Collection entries

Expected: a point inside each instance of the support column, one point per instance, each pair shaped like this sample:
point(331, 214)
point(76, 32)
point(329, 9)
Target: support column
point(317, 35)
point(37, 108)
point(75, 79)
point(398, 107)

● **Work instructions**:
Write each line above out exactly.

● **Response to the exercise**:
Expected: a point inside each instance of the support column, one point per instance, each pair shaped like this sample:
point(331, 214)
point(76, 32)
point(329, 9)
Target: support column
point(317, 35)
point(37, 108)
point(75, 79)
point(398, 107)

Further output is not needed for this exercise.